1. «El “otro” Cádiz»

Hace cuatro años, el Consejo de Estudios Hispánicos Felipe II lanzó un proyecto de investigación, que llevaba en elaboración ya algunos años atrás, y que rubricamos «El “otro” bicentenario»[1]. Traía su origen, como es fácilmente imaginable, de las conmemoraciones del bicentenario del 2 de mayo de 1808, que confirmaron –incluso con usura– los temores y no simples aprehensiones que cabía razonablemente albergar a la vista de la instalación de la cultura y política patrias más aún en la perversión que en el desconcierto. Se esparció con grave falsedad que España habría nacido entonces y que la sublevación contra el «francés» habría venido signada por el liberalismo auroral. La resistencia del pueblo español a las ambiciones napoleónicas, así, habría hecho posible el hecho de la «nación en armas», presupuesto de la «nación política»[2]. Se hacía preciso alzar, por lo mismo, el verdadero rostro del bicentenario en cuestión, ofreciendo cabalmente «otro bicentenario». Advertíamos ya entonces, de todos modos, que tal empresa de desbroce no sería sino el comienzo de una serie, al comprender el alzamiento, la guerra posterior, el proceso institucional e incluso (merced a un ardid) constitucional, así como su reflejo en sede americana. Estábamos, pues, en presencia de «los “otros” bicentenarios»; plural que a la postre tornaba al singular, por resultar la razón del desconocimiento y la manipulación semejante cuando no idéntica en todos los casos.

#### Datos sin procesar:

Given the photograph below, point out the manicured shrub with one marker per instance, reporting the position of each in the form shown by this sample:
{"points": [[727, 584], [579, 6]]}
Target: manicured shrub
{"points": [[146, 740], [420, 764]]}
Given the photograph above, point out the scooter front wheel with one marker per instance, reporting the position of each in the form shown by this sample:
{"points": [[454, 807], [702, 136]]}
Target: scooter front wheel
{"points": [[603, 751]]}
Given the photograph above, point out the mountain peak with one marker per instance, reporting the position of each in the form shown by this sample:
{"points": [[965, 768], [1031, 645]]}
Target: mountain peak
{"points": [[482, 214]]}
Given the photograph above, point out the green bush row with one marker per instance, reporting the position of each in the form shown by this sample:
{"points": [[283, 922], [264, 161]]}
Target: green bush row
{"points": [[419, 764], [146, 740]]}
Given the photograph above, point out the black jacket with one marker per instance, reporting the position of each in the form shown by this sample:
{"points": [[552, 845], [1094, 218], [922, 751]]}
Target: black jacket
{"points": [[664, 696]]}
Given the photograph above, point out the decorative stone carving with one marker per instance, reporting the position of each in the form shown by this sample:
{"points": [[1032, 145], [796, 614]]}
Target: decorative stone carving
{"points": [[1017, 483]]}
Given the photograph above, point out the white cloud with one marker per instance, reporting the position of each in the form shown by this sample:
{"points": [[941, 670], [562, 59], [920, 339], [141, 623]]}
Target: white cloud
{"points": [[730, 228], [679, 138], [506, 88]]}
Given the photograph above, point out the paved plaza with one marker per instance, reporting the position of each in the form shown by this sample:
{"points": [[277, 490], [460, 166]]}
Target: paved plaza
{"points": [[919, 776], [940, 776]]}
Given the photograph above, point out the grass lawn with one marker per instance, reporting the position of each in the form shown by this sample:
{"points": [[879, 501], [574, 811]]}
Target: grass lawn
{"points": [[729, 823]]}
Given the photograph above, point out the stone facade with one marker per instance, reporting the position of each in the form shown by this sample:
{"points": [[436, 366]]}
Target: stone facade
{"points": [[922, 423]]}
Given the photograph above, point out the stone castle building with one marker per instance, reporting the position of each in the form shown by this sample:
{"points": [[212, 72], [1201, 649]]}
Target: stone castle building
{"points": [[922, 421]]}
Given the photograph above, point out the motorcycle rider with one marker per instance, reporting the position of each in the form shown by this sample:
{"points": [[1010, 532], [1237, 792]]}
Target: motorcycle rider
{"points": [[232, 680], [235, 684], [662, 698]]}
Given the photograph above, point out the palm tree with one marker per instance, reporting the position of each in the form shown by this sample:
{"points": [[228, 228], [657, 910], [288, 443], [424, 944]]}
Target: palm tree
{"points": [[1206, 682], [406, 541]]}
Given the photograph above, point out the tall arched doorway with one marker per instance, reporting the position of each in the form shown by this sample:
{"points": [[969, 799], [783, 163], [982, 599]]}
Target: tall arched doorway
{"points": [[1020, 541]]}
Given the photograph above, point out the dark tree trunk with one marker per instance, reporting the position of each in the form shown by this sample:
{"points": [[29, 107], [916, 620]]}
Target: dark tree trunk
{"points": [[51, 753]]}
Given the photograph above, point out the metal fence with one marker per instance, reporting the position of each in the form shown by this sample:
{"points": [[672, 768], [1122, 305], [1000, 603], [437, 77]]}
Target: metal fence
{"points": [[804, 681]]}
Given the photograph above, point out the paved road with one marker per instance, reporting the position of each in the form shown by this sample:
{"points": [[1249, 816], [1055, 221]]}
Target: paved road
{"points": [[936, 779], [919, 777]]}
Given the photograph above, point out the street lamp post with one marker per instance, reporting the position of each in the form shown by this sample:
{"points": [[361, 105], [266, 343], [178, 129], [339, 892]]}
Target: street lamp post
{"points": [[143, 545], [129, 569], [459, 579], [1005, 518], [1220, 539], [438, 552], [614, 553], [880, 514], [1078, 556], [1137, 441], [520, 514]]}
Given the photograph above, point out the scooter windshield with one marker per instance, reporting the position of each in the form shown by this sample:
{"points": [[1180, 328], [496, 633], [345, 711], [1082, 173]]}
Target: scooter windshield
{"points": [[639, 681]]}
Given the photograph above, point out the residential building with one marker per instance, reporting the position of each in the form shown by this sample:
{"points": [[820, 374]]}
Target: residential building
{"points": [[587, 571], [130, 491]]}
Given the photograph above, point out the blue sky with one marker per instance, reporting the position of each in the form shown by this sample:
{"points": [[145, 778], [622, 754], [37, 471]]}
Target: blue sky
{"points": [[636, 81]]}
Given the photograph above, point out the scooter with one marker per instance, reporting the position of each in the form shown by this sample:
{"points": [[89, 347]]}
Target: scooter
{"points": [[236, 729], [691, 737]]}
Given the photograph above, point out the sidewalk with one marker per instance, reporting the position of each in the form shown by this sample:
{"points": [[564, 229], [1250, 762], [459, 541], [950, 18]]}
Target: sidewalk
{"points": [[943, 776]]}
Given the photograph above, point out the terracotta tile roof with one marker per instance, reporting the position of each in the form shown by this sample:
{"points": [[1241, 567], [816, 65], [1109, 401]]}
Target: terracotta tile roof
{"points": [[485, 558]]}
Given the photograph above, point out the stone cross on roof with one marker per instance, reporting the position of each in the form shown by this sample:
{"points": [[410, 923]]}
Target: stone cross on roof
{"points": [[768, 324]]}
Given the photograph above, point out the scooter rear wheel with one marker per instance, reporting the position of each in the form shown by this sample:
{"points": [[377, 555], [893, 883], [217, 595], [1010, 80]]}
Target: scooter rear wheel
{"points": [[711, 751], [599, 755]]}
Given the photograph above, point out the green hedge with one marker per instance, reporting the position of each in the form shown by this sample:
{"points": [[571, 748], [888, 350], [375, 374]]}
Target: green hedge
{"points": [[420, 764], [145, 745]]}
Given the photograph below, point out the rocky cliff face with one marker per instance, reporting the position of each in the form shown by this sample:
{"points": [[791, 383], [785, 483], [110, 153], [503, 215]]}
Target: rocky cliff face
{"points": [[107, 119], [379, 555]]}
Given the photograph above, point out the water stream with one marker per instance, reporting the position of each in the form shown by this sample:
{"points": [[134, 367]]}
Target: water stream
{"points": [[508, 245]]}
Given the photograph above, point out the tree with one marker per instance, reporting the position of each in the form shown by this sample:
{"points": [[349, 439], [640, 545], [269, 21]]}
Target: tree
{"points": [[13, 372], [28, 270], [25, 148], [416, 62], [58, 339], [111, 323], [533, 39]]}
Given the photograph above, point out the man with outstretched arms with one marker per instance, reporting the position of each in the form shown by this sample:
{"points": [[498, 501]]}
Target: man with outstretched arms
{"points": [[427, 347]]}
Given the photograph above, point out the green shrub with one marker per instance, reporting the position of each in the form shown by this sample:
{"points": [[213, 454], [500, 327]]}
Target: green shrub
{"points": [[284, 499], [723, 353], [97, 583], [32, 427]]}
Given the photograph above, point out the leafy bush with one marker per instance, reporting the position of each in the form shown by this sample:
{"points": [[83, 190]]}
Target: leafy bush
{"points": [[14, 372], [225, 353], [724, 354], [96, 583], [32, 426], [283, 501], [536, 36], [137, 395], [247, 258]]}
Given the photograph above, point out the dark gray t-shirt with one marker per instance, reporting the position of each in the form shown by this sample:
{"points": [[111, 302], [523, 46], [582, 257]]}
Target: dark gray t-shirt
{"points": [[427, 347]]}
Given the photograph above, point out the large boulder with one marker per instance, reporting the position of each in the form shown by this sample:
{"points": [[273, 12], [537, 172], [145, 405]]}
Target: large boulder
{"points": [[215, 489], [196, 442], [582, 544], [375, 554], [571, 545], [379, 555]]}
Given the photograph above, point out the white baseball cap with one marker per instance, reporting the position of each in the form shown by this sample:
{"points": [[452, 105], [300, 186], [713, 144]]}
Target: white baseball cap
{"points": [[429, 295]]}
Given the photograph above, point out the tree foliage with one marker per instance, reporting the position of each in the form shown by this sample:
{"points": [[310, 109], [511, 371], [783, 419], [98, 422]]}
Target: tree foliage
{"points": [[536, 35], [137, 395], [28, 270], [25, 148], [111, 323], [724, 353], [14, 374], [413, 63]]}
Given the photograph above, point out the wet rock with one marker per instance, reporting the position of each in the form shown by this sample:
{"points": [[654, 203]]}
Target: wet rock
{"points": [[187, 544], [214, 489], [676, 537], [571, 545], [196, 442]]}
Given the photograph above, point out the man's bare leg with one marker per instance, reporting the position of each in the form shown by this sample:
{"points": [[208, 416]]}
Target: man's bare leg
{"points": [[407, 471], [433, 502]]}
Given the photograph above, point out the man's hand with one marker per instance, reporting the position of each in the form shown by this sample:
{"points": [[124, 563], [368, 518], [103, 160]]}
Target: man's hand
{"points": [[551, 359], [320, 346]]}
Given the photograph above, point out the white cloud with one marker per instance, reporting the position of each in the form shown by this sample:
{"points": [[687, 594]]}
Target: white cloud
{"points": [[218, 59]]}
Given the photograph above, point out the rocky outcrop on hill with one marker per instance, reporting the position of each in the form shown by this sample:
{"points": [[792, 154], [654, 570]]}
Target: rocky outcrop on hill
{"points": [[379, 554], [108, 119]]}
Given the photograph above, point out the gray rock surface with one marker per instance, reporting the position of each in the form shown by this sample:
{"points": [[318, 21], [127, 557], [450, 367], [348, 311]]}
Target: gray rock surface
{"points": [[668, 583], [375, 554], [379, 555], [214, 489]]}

#### Tarea a realizar:
Continúa el texto sobre el «otro» bicentenario a partir de su última oración. Los registros constituyen un material independiente del texto.

#### Respuesta escrita:
El segundo eslabón despuntó poco después, merced a cumplirse los dos siglos del inicio de la secesión de los reinos de Ultramar. Allí descubrimos un panorama no muy diferente del que es dado observar en la Península: pues inicialmente se protesta por las Juntas la defensa del Rey y la Familia Real, secuestrados por Napoleón, mientras se rechaza al hermano de éste; o donde también se vitorea al Rey y se rechaza en cambio el mal gobierno. Luego llegarán las justificaciones pseudoescolásticas. O la retórica nacional. En puridad, debajo del gran torrente de los acontecimientos, está la fuente de las ideas liberales, de los intereses económicos y de las potencias extranjeras[3]. Por eso, no es desacertada la visión que encuentra la raíz de la secesión no, desde luego, en la resistencia a una opresión trisecular, sino en la contienda fratricida prendida con ocasión de la mentada invasión napoleónica y que escinde tanto a unos españoles que viven en la vieja península ibérica de otros trasplantados a América, pero también a éstos entre sí, como a aquéllos entre sí. Contienda en la que lo común fue encontrar al pueblo sosteniendo la causa del Rey frente a unos libertadores de los que no esperaban conservaran la libertad cristiana sino instauraran la opresión liberal.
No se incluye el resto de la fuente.